WORK TO BE COMPLETED. Write down exactly what lies from the line containing "Would you mind tagging the rear tire" to the end of the records, inclusive, and omit the pictures.

--------------------

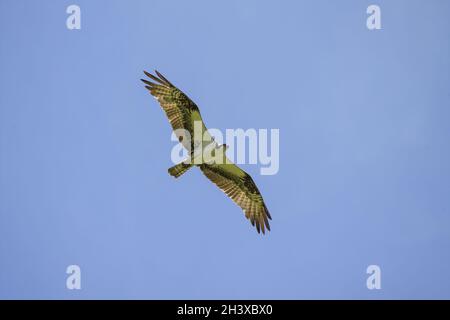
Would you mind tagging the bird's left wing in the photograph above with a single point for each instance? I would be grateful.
(239, 186)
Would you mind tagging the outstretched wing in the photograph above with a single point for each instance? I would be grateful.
(239, 186)
(177, 106)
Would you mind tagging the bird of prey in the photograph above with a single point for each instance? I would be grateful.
(232, 180)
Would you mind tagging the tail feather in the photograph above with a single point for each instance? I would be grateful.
(179, 169)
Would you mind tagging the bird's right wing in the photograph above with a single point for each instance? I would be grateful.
(239, 186)
(177, 106)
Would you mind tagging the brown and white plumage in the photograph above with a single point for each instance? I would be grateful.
(232, 180)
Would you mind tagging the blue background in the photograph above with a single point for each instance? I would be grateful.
(364, 149)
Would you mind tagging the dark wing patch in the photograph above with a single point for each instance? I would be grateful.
(242, 190)
(177, 106)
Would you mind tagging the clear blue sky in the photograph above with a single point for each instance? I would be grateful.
(364, 149)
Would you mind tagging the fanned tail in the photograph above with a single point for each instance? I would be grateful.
(179, 169)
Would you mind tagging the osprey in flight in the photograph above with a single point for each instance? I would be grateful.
(232, 180)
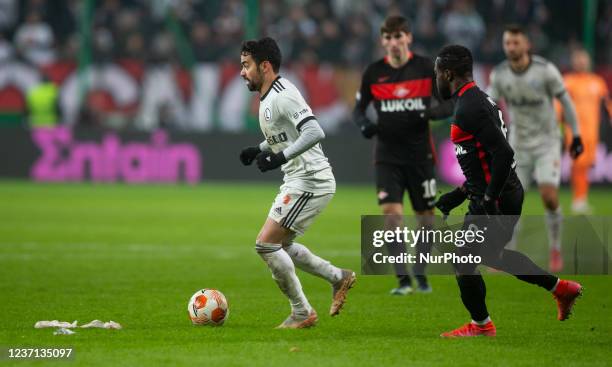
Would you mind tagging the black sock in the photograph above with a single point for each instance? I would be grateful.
(519, 265)
(473, 293)
(404, 280)
(401, 271)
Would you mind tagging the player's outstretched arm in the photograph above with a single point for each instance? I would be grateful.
(362, 100)
(248, 154)
(570, 117)
(310, 134)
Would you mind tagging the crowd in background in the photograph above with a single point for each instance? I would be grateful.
(340, 33)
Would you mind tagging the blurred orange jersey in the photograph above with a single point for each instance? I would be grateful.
(587, 91)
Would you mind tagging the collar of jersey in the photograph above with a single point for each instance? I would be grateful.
(459, 92)
(269, 89)
(522, 71)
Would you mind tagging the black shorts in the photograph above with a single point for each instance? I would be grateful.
(499, 229)
(418, 179)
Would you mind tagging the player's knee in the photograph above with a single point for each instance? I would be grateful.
(266, 248)
(550, 200)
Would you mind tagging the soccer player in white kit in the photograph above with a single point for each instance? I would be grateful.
(292, 137)
(529, 84)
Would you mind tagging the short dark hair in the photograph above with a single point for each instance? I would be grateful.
(457, 59)
(516, 29)
(395, 23)
(262, 50)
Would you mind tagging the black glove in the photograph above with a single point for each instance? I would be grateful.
(267, 161)
(490, 206)
(369, 130)
(425, 115)
(248, 155)
(451, 200)
(576, 148)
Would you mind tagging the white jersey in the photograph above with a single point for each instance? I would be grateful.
(529, 96)
(282, 111)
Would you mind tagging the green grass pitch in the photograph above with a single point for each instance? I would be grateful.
(135, 254)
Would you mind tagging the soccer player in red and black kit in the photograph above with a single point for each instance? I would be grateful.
(494, 191)
(401, 86)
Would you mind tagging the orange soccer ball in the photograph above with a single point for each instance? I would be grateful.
(208, 307)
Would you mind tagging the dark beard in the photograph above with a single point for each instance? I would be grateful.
(252, 87)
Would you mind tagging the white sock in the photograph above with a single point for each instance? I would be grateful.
(483, 322)
(554, 220)
(311, 263)
(283, 272)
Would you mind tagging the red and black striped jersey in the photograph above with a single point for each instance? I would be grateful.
(401, 98)
(479, 134)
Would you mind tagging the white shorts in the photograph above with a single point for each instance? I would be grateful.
(296, 210)
(543, 164)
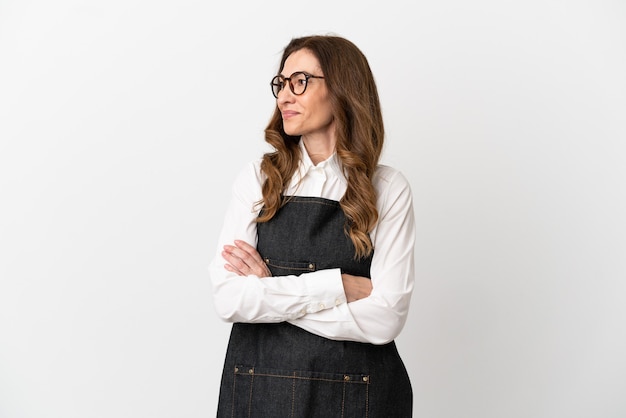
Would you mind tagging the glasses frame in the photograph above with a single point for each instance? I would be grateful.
(276, 81)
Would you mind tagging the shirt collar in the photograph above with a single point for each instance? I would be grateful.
(332, 163)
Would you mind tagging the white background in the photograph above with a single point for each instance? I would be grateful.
(122, 124)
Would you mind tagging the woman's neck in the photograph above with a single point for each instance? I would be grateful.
(319, 149)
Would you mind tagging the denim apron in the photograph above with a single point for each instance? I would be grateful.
(275, 370)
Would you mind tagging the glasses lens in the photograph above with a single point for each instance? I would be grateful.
(277, 85)
(298, 82)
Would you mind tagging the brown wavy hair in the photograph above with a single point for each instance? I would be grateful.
(359, 128)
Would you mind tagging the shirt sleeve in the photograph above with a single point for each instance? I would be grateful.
(268, 299)
(380, 317)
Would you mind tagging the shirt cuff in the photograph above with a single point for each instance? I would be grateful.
(325, 290)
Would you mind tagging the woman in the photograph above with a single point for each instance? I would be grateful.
(315, 259)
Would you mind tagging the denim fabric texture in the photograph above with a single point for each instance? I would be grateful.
(280, 370)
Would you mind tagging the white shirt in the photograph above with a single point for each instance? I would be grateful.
(316, 301)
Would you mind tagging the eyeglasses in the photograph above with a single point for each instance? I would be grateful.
(297, 83)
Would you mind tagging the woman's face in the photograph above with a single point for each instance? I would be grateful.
(308, 114)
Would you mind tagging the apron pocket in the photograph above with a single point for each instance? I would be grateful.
(286, 268)
(266, 393)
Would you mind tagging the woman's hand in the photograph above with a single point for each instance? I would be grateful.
(356, 287)
(244, 260)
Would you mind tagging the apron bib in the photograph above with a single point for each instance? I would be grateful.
(275, 370)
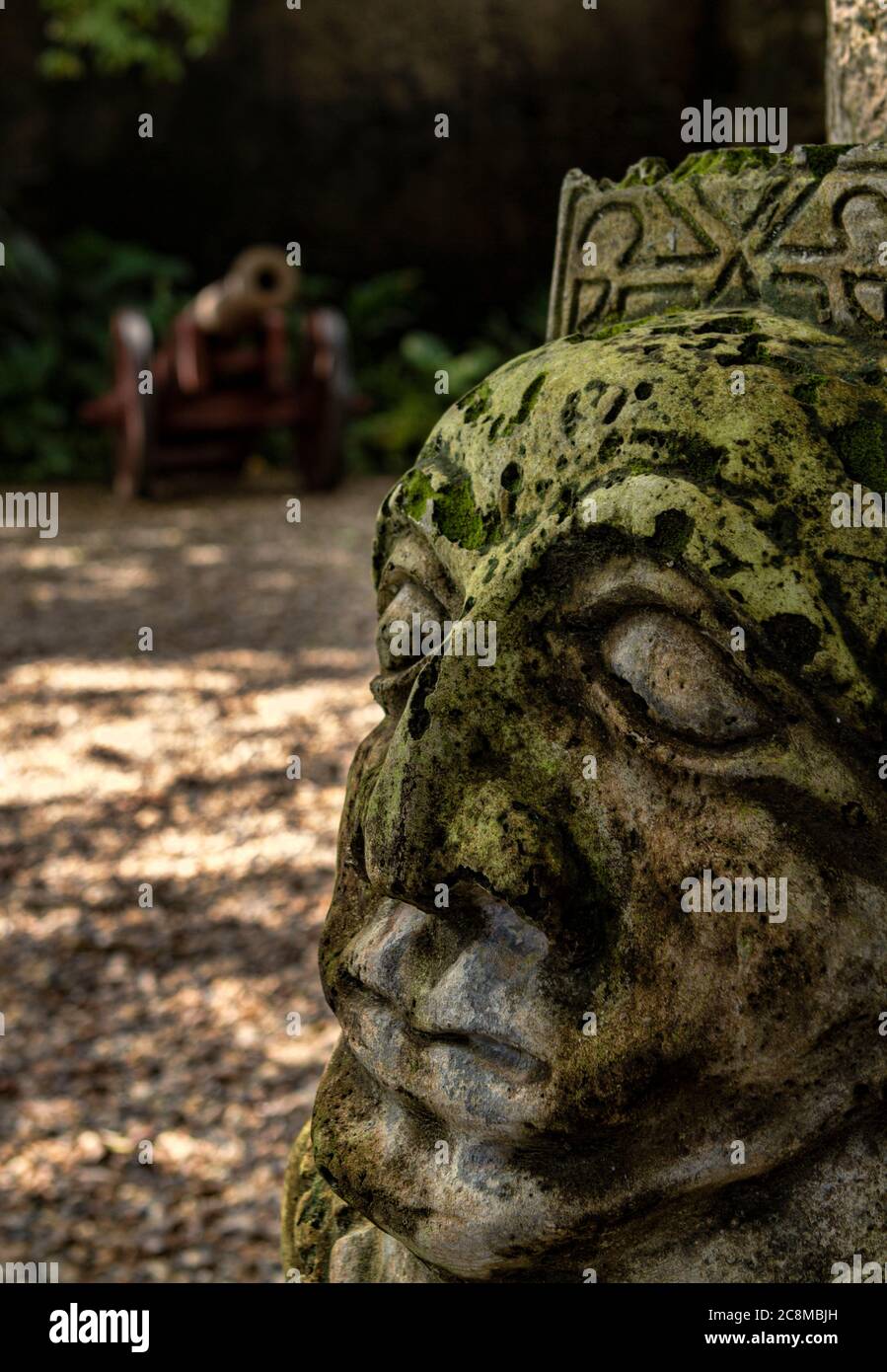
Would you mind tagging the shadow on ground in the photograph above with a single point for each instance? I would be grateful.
(130, 1030)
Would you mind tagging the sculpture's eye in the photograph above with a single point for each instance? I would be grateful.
(400, 637)
(686, 683)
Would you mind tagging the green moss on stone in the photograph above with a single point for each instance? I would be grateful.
(862, 450)
(724, 162)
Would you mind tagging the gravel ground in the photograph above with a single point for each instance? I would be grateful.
(148, 1083)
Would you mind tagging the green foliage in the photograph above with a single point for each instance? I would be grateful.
(53, 343)
(400, 365)
(151, 36)
(55, 351)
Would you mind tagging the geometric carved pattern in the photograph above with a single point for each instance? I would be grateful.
(802, 236)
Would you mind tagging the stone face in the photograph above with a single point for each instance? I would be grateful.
(562, 1066)
(855, 71)
(799, 233)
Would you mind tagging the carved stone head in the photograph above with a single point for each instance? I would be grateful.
(609, 935)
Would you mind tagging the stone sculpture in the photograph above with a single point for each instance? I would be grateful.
(609, 935)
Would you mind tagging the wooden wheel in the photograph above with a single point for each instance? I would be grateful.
(132, 340)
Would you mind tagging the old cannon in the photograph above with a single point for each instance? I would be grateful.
(222, 376)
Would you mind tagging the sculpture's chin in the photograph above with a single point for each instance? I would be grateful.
(467, 1212)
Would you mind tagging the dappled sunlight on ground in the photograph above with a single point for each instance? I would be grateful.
(169, 1026)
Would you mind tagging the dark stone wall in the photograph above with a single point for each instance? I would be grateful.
(319, 125)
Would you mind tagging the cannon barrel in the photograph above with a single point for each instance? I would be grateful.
(258, 280)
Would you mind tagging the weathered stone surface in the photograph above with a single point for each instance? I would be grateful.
(799, 233)
(855, 71)
(588, 493)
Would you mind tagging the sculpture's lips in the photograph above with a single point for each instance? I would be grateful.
(450, 1020)
(457, 1073)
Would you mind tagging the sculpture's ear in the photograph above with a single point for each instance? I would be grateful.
(802, 233)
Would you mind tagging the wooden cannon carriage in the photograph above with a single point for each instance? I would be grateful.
(222, 376)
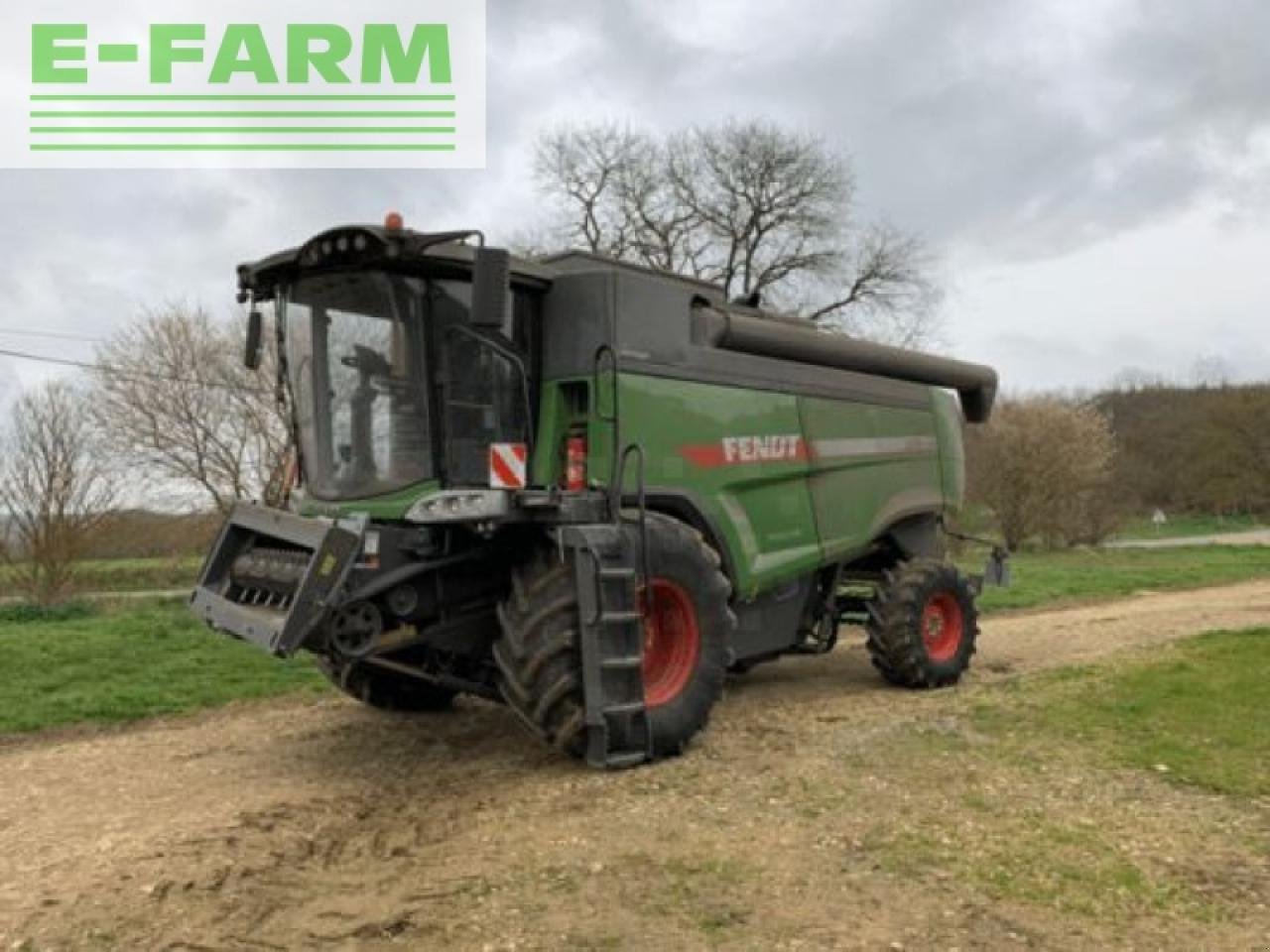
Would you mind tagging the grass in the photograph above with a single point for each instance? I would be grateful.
(1056, 780)
(1088, 574)
(128, 662)
(1198, 715)
(1188, 525)
(119, 662)
(128, 574)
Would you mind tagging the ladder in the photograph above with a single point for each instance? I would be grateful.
(611, 635)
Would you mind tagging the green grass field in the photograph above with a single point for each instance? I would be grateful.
(1046, 579)
(127, 574)
(1187, 525)
(125, 660)
(1197, 714)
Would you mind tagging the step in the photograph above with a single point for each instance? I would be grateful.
(629, 758)
(622, 661)
(620, 617)
(625, 707)
(617, 572)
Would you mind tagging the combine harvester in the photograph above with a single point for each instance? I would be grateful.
(587, 489)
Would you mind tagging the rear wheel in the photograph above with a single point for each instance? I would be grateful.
(688, 631)
(385, 689)
(922, 625)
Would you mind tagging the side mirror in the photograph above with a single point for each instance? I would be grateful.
(492, 276)
(254, 331)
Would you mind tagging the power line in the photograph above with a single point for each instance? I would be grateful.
(123, 375)
(58, 335)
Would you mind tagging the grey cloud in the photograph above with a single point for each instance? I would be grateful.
(1007, 132)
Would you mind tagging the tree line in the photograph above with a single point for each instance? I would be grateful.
(1061, 471)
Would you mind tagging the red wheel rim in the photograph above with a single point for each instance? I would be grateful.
(672, 642)
(942, 626)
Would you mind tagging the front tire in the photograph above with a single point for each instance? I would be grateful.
(924, 625)
(688, 630)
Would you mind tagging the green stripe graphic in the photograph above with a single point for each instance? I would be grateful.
(222, 114)
(240, 130)
(243, 148)
(258, 98)
(117, 53)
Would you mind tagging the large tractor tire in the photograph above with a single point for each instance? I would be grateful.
(922, 625)
(385, 689)
(688, 634)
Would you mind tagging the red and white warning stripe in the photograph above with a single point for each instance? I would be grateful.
(507, 463)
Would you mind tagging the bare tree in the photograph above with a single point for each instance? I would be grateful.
(180, 405)
(55, 490)
(758, 209)
(1044, 468)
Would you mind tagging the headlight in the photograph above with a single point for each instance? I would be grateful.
(461, 506)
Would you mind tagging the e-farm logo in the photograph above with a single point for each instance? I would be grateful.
(399, 85)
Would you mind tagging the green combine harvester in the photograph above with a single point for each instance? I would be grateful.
(587, 489)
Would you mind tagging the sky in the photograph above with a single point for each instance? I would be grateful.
(1093, 176)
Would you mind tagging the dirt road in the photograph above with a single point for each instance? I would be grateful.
(326, 825)
(1246, 537)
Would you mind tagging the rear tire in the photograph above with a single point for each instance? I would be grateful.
(922, 625)
(385, 689)
(686, 647)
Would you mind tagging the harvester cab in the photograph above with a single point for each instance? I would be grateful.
(584, 488)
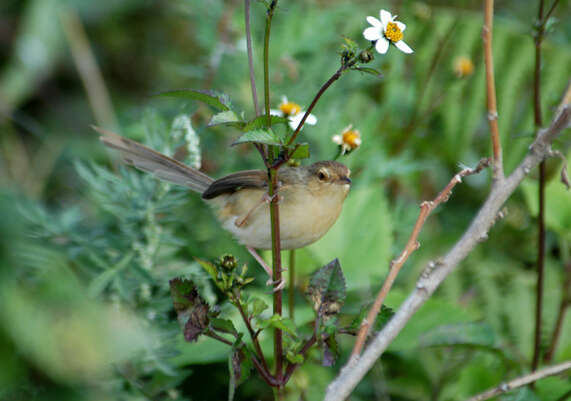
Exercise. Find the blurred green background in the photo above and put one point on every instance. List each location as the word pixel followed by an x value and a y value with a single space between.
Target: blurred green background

--------------------

WORKED SOLUTION.
Would you mind tagging the rear tire in the photograph above with a single point for each instance? I would be grateful.
(922, 625)
(385, 689)
(686, 647)
Would you mind tagging the harvester cab in the photograph above with a single point for each instance? I would be grateful.
(584, 488)
Exercise. Find the blurred green background in the photo above and put one point on every instance. List each location as the word pixel followed by an x value and a y value with a single space between.
Target: blurred green background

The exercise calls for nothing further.